◆ What you should do:
Reproduce verbatim only the lines from the one containing "the shower door" through the last line below, both included.

--- START ---

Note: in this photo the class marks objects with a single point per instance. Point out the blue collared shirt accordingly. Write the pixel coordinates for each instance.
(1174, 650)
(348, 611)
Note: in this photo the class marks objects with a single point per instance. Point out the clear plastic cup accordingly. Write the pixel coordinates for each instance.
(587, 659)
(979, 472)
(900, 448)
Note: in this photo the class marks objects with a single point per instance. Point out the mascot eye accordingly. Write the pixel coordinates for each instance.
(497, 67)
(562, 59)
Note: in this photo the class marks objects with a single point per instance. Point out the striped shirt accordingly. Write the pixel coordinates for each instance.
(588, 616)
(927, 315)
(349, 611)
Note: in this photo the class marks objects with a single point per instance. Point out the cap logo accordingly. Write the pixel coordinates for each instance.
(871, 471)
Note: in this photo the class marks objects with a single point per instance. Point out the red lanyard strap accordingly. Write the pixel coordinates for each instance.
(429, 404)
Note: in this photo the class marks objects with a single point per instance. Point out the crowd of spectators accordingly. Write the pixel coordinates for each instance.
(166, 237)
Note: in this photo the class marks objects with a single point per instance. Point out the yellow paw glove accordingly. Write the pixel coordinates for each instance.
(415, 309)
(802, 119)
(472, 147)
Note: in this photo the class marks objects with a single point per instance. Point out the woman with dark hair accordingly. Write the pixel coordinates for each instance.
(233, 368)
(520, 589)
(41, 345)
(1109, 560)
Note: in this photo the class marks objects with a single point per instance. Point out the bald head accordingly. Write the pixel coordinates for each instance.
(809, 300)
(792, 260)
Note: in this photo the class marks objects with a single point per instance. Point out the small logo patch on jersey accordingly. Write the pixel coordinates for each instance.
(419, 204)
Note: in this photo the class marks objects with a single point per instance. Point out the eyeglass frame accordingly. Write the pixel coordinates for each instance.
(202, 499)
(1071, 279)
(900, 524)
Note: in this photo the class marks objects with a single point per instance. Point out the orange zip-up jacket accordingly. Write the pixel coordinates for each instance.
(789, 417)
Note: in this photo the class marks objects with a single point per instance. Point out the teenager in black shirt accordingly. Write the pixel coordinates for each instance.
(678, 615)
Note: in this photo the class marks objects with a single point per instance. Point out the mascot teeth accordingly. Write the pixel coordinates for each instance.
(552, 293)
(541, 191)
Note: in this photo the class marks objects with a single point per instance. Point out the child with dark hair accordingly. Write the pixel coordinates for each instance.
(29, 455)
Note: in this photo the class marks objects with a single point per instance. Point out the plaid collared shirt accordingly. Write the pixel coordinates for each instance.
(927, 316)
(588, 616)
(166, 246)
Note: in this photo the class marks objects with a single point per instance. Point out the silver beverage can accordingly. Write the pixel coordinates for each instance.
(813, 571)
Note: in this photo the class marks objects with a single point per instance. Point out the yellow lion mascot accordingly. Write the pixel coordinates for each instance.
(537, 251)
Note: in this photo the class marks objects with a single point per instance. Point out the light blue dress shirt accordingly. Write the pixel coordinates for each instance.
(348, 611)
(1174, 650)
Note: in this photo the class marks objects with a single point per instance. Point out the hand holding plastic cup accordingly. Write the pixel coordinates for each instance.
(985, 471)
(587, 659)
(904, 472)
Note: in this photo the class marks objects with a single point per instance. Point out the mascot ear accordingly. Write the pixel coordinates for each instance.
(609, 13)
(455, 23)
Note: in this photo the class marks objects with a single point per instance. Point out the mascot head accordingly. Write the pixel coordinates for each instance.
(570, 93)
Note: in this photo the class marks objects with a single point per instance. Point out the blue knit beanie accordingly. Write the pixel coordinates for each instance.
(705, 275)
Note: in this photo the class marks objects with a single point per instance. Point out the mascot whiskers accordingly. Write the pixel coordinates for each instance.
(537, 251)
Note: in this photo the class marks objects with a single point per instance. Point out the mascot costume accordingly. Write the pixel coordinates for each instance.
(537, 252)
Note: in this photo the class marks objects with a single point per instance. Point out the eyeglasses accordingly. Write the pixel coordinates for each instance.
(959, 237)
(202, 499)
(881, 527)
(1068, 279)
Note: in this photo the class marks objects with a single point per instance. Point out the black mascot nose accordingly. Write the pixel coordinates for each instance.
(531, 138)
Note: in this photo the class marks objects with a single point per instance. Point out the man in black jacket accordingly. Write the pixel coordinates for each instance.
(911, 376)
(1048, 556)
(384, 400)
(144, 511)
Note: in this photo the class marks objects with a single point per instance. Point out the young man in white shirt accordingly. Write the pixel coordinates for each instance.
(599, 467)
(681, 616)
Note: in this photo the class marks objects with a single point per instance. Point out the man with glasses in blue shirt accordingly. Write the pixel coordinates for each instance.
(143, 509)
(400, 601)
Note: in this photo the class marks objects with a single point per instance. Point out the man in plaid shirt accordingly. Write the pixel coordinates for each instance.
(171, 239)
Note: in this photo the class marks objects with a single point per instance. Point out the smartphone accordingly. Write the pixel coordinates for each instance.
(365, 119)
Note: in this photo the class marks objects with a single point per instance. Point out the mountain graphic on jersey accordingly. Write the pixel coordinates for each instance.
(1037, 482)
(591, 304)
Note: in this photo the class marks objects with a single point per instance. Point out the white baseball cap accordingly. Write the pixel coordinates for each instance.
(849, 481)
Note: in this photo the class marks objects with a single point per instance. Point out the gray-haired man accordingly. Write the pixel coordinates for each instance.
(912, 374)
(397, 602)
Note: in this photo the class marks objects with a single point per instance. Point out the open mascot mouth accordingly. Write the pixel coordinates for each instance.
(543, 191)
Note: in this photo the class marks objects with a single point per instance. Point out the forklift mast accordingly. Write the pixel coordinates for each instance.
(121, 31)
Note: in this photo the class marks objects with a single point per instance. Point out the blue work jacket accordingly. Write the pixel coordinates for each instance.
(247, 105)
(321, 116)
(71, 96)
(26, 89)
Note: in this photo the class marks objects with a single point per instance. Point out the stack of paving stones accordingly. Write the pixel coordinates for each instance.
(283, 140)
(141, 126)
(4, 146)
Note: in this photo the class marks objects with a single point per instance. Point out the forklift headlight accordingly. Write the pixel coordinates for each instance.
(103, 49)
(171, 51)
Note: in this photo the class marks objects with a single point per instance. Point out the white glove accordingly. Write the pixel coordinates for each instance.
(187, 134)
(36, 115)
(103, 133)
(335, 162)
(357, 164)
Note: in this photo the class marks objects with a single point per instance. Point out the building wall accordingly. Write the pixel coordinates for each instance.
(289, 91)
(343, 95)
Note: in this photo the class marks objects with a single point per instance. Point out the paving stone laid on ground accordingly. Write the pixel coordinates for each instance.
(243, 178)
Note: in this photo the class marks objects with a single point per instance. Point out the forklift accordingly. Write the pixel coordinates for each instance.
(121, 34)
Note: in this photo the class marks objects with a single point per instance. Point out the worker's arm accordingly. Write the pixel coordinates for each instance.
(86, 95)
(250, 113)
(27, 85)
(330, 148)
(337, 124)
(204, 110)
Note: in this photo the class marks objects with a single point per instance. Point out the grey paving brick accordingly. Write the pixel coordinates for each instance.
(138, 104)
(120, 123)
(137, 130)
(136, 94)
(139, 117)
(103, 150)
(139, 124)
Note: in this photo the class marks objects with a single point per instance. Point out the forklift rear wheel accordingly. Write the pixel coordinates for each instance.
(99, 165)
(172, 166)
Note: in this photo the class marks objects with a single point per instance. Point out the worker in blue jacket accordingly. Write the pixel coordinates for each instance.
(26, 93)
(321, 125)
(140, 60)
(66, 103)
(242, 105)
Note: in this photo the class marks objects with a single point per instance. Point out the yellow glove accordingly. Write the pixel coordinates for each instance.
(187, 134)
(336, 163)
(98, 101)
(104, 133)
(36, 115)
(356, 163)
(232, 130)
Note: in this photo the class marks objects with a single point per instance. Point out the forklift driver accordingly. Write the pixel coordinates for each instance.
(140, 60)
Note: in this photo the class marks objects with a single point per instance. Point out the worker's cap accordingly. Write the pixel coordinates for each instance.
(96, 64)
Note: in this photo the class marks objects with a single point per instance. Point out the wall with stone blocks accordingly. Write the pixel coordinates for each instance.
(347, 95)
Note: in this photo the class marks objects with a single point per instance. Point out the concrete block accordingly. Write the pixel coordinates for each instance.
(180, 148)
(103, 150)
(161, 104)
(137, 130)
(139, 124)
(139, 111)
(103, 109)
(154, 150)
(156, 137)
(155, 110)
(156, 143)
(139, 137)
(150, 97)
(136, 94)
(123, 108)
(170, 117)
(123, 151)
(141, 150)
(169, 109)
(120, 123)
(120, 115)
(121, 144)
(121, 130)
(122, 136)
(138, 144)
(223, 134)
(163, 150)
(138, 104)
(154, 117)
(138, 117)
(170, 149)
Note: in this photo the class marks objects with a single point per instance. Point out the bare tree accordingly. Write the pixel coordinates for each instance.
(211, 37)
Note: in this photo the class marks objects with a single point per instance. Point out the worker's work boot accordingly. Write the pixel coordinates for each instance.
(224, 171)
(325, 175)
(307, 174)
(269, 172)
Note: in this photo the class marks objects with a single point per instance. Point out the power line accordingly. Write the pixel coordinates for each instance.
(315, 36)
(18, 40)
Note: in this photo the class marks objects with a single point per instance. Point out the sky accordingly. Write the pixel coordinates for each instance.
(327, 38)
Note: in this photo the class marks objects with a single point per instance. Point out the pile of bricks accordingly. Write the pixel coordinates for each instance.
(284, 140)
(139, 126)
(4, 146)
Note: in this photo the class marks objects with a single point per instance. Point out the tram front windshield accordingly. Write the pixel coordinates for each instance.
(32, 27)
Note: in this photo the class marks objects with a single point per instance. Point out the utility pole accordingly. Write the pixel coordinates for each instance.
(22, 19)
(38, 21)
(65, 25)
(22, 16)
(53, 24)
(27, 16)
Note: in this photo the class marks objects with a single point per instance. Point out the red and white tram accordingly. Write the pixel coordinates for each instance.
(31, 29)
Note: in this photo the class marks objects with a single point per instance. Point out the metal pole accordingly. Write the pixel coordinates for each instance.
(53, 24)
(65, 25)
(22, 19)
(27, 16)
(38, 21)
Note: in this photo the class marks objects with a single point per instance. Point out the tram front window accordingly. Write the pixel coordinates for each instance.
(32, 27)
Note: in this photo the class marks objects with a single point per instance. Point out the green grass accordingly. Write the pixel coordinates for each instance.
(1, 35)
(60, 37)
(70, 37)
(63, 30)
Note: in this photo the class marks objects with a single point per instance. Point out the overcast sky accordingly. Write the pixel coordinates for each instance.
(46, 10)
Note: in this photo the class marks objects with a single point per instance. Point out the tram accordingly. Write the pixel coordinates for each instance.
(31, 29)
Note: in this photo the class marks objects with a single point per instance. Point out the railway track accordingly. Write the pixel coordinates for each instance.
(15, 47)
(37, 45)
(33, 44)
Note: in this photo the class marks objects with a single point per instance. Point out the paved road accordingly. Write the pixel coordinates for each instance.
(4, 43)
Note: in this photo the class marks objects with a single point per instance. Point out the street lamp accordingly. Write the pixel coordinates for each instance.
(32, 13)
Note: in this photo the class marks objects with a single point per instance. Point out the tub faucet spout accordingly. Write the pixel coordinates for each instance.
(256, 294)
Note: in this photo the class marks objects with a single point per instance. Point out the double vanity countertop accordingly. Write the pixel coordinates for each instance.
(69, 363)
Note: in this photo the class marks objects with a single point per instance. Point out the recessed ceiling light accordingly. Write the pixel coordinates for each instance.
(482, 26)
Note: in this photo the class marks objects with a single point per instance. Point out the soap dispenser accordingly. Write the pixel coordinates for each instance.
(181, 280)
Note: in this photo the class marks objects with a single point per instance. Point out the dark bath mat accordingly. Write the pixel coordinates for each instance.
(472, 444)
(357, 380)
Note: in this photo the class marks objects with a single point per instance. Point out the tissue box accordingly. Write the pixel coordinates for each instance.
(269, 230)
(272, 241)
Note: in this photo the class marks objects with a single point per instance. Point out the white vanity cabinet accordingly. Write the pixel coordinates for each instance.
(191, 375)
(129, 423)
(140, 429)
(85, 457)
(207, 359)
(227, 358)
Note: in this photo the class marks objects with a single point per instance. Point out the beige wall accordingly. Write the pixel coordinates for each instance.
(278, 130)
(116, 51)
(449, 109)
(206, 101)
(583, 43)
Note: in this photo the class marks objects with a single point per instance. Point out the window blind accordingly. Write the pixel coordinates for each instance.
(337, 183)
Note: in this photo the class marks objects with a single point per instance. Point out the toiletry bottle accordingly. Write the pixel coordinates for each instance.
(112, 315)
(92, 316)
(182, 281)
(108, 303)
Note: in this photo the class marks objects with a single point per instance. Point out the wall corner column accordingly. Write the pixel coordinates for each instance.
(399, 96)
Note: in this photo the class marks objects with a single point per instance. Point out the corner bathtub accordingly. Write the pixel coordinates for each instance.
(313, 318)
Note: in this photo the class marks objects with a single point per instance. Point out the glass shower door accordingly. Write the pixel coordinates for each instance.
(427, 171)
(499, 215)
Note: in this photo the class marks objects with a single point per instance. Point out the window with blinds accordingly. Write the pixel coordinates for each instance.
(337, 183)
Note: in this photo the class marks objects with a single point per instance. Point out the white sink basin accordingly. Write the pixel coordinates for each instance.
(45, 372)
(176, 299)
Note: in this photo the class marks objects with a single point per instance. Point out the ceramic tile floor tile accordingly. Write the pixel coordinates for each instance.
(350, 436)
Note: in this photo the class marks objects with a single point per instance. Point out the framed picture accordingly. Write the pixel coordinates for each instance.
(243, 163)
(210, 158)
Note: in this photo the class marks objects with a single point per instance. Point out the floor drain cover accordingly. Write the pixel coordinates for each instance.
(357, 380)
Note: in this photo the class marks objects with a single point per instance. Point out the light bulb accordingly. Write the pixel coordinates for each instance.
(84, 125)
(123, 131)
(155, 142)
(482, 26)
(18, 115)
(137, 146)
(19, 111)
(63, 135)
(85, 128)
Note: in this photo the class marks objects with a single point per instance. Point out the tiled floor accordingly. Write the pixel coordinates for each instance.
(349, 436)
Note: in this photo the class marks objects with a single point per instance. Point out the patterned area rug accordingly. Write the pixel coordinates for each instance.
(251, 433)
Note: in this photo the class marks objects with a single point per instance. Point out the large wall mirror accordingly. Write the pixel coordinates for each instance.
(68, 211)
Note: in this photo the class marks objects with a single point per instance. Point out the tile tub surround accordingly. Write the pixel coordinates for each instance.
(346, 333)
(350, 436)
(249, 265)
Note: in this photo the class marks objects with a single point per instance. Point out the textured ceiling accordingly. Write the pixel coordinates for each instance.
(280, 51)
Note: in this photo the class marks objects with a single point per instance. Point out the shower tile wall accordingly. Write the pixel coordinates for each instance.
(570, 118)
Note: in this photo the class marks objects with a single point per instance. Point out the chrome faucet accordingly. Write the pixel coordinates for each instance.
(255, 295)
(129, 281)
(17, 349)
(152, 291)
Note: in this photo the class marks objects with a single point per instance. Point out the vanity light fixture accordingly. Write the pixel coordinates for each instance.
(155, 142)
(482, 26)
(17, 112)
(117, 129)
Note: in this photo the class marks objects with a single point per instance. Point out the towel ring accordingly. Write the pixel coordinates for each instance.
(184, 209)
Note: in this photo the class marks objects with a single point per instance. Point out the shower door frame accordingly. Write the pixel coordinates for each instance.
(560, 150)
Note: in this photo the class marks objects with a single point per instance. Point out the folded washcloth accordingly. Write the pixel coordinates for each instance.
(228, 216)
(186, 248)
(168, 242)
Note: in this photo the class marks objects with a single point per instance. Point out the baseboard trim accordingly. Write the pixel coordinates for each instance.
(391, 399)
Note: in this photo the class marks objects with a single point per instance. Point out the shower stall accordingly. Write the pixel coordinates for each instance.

--- END ---

◆ Written solution:
Note: in this photo the class marks objects with a single point per instance. Point out the shower door frame accordingly. Write the pixel coordinates for each instance.
(560, 150)
Note: in this photo the class marks objects with a single point per instance. Point out the folded washcloth accordingly. Write the pixel coordinates for each instance.
(228, 216)
(186, 248)
(168, 242)
Note: in this photo the class marks objects with a single point per instance. Point out the baseboard trim accordingly. Write the pixel coordinates for each instance.
(391, 399)
Note: in this photo the class marks objects with a single point per instance. Point out the shower stall accordingly. Write the pixel coordinates for each instance.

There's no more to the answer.